## [TEXT SEGMENT]
※ ※ ※

In May 2009, FERC issued an order denying rehearing on substantive matters for the rate period beginning August 10, 2007. However, FERC modified the effective date of that rate to November 10, 2008, and ordered MISO to cease the ongoing resettlement and to reconcile all invoices and payments therein. Similarly, in June 2009, FERC dismissed rehearing requests, but waived refunds for the period April 25, 2006 through November 4, 2007. FERC also stated for the first time that it was waiving refunds for the period April 1, 2005 through April 24, 2006. We, along with others, have sought rehearing and/or appeal of the FERC's May and June 2009 determinations pertaining to refunds. In addition, there are contested compliance matters pending FERC review. The net effects of FERC's rulings are uncertain at this time.
As part of MISO, a market-based platform was developed for valuing transmission congestion premised upon the LMP system that has been implemented in certain northeastern and mid-Atlantic states. The LMP system includes the ability to mitigate or eliminate congestion costs through ARRs and FTRs. ARRs are allocated to market participants by MISO and FTRs are purchased through auctions. A new allocation and auction was completed for the period of June 1, 2009 through May 31, 2010. The resulting ARR valuation and the secured FTRs should adequately mitigate our transmission congestion risk for that period.

※ ※ ※

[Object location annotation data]
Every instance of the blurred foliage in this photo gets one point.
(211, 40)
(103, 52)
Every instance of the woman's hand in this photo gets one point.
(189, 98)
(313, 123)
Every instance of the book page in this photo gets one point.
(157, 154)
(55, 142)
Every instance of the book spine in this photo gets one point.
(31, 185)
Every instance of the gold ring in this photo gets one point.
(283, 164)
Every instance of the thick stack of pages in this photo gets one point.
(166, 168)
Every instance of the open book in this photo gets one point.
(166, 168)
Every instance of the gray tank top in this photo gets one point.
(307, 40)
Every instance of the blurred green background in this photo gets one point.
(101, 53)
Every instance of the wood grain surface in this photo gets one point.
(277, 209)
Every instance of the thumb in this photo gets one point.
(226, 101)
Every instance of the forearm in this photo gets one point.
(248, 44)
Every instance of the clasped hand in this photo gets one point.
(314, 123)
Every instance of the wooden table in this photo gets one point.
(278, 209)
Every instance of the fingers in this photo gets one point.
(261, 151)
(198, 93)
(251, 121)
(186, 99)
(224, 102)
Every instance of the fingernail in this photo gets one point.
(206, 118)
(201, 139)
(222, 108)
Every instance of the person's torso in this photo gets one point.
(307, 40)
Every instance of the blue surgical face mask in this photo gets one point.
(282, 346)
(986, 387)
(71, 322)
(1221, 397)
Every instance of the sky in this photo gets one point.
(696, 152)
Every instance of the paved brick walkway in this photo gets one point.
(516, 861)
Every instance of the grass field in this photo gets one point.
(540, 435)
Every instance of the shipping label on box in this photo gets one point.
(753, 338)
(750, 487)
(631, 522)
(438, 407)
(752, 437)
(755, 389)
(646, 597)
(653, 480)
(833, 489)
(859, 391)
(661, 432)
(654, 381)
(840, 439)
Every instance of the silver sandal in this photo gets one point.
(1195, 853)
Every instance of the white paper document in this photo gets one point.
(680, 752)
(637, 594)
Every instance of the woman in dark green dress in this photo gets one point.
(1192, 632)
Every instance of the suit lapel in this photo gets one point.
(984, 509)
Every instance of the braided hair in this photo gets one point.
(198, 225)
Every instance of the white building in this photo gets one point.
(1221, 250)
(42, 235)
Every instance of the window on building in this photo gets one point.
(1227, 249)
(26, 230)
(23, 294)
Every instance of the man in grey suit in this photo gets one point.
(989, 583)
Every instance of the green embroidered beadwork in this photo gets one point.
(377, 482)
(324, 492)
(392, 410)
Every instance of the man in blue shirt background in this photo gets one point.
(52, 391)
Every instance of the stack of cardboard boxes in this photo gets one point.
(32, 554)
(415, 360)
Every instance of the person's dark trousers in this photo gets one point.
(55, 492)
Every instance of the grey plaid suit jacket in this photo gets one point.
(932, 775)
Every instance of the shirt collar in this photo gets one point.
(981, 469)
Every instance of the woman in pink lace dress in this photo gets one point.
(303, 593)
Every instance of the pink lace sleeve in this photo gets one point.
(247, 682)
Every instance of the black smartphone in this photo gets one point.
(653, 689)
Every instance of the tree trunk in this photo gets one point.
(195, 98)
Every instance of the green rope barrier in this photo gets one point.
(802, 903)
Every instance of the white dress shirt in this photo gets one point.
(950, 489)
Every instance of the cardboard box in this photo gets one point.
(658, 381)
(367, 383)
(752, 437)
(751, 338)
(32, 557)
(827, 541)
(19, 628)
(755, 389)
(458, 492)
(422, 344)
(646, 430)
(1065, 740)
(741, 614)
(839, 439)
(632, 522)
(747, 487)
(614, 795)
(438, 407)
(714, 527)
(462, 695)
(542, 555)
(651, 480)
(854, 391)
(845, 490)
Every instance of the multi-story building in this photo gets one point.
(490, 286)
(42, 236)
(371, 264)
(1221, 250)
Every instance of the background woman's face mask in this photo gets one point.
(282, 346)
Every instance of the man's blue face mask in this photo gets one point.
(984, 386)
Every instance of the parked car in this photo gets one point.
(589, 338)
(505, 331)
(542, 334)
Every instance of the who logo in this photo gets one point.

※ ※ ※

## [DIRECTION 1]
How would you render this sentence from the passage on FERC rulings and MISO transmission congestion in Spanish: "ARRs are allocated to market participants by MISO and FTRs are purchased through auctions."
## [DIRECTION 2]
Can you carry on the passage on FERC rulings and MISO transmission congestion from its final sentence?
These lines aren't needed for anything here.

## [WRITTEN REPLY 1]
Los ARR son asignados a los participantes del mercado por MISO y los FTR se adquieren mediante subastas.

## [WRITTEN REPLY 2]
LEGAL MATTERS
Cash Balance Pension Plan: On June 30, 2009, a lawsuit was filed by Alan M. Downes, a former employee, against the Plan in the U.S. District Court for the Eastern District of Wisconsin. Counsel representing the plaintiff is attempting to seek class certification for other similarly situated plaintiffs. The complaint alleges that Plan participants who received a lump sum distribution under the Plan prior to their normal retirement age did not receive the full benefit to which they were entitled in violation of ERISA and are owed additional benefits, because the Plan failed to apply the correct interest crediting rate to project the cash balance account to their normal retirement age. We believe the Plan correctly calculated the lump-sum distributions. An adverse outcome of this lawsuit could affect Plan funding and expense. We are currently unable to predict the final outcome or impact of this litigation.
ENVIRONMENTAL MATTERS
National Ambient Air Quality Standards: In 2000 and 2001, Michigan and Wisconsin finalized state rules implementing phased emission reductions required to meet the NAAQS for 1-hour ozone.In 2004, the EPA began implementing NAAQS for 8-hour ozone and PM2.5. In December 2006, the EPA further revised the PM2.5 standard, and in March 2008, the EPA announced its decision to further lower the 8-hour ozone standard.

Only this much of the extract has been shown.